| What you should do |
Rewrite the data between the lines holding "Expected: for every instance of the distant" and "x=1107 y=310", inclusive, replacing "gondola" with "rowboat" and leaving everything else unchanged.

Position annotation data:
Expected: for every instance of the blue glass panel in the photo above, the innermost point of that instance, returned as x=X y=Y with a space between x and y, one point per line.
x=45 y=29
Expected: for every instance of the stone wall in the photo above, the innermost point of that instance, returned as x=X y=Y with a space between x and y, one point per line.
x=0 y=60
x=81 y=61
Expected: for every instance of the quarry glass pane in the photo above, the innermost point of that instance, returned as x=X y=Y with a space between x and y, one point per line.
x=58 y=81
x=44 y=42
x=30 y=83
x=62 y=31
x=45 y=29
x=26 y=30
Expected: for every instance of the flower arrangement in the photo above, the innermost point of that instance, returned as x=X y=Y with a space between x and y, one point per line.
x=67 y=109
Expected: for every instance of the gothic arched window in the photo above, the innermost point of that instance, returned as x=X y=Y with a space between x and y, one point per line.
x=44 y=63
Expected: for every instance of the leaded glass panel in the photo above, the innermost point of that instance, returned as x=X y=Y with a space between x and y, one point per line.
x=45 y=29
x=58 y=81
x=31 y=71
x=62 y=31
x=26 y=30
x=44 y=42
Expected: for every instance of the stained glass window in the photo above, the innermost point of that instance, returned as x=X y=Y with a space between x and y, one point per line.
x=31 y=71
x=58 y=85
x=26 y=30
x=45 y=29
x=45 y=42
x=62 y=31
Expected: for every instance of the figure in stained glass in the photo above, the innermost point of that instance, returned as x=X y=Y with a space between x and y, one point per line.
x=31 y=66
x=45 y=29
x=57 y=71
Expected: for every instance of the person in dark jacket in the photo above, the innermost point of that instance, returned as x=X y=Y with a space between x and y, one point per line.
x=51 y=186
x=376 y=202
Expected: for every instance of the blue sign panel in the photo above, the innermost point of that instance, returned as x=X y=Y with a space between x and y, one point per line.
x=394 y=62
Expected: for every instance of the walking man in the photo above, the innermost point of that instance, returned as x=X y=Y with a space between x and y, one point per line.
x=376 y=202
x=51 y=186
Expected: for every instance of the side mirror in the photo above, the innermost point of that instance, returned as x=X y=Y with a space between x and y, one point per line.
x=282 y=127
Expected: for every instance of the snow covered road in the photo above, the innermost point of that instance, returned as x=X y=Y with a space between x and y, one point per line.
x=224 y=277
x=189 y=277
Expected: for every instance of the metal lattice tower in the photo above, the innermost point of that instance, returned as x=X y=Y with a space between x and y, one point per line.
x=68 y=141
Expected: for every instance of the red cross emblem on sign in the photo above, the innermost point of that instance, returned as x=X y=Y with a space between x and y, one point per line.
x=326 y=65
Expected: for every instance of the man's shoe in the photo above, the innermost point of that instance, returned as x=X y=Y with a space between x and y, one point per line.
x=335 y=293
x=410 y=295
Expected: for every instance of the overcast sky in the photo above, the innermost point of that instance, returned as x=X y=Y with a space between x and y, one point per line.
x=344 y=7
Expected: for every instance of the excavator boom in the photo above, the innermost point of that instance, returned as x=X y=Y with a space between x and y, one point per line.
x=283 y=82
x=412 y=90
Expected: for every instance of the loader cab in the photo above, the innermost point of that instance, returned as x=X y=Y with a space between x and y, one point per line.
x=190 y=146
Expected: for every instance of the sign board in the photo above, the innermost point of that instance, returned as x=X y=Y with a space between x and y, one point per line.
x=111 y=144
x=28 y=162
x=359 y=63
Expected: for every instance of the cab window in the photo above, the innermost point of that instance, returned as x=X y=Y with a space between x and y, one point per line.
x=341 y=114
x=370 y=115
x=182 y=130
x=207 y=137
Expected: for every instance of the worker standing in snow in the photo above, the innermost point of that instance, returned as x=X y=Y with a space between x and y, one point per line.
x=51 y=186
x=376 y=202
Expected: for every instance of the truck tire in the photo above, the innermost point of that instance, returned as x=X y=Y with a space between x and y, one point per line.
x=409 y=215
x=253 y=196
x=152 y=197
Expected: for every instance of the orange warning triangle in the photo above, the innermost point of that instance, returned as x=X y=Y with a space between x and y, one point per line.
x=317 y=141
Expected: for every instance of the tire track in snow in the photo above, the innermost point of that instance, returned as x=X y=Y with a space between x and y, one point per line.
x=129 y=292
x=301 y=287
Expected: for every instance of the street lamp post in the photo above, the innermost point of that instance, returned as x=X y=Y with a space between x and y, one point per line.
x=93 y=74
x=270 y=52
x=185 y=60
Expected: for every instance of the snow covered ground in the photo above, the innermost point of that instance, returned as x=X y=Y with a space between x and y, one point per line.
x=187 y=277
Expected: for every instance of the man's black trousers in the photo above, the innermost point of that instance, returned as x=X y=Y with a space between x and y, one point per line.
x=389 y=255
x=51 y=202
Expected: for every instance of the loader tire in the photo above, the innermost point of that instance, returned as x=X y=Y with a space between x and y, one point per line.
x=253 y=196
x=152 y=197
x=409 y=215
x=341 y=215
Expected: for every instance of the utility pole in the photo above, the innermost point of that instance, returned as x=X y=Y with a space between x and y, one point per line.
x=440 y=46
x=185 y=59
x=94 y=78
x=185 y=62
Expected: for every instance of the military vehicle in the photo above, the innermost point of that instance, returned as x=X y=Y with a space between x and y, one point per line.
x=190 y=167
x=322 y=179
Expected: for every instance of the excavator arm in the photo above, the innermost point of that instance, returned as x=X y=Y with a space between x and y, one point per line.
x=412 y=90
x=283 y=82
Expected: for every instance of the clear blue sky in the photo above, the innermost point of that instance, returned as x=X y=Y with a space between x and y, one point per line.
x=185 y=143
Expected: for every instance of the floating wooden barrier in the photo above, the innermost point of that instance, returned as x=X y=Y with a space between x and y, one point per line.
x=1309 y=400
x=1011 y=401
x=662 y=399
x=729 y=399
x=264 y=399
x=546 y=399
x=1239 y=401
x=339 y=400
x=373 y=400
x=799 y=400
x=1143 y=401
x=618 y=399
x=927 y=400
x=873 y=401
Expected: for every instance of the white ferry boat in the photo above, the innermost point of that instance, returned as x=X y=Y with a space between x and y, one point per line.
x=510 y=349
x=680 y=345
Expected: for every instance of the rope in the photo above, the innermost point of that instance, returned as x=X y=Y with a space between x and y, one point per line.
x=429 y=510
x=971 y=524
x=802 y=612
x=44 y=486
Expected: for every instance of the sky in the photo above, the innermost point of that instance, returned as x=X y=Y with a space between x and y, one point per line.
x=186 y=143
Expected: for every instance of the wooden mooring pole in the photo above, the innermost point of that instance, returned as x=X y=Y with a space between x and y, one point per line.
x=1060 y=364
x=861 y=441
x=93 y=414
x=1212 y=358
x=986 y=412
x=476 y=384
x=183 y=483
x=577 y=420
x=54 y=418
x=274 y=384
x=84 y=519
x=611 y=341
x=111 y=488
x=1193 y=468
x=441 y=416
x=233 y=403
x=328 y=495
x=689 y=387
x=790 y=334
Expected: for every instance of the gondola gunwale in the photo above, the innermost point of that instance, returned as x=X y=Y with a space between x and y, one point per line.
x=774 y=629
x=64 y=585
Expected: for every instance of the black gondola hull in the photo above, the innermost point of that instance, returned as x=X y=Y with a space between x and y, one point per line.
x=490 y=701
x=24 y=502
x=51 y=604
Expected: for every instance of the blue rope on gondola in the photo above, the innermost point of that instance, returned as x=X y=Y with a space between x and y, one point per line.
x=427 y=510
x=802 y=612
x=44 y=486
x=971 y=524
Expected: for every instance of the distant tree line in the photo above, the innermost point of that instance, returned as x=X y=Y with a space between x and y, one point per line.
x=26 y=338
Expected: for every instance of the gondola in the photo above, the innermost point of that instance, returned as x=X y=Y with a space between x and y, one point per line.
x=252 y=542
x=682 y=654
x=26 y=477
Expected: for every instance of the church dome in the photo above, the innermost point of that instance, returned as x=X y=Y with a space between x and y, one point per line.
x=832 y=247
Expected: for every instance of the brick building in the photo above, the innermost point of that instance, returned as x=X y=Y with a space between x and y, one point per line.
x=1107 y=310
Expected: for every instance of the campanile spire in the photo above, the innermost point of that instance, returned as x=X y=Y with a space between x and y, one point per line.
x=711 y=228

| Result of the exercise |
Expected: for every instance of the distant tree line in the photo above, the innermost point of that instance, returned as x=X y=Y with a space between x and y, one point per line.
x=26 y=338
Expected: for every instance of the rowboat in the photo above, the innermost point of that instance, returned as x=X y=Y with a space between x and y, one point per line.
x=252 y=542
x=682 y=654
x=26 y=477
Expected: for every instance of the church dome in the photo above, the innermost point of that instance, returned as x=X y=Y with a space between x and y, one point per line.
x=832 y=247
Expected: for every instance of the brick building in the photo above, the innermost point of that instance, returned as x=X y=Y with a space between x and y, one point per line.
x=1107 y=310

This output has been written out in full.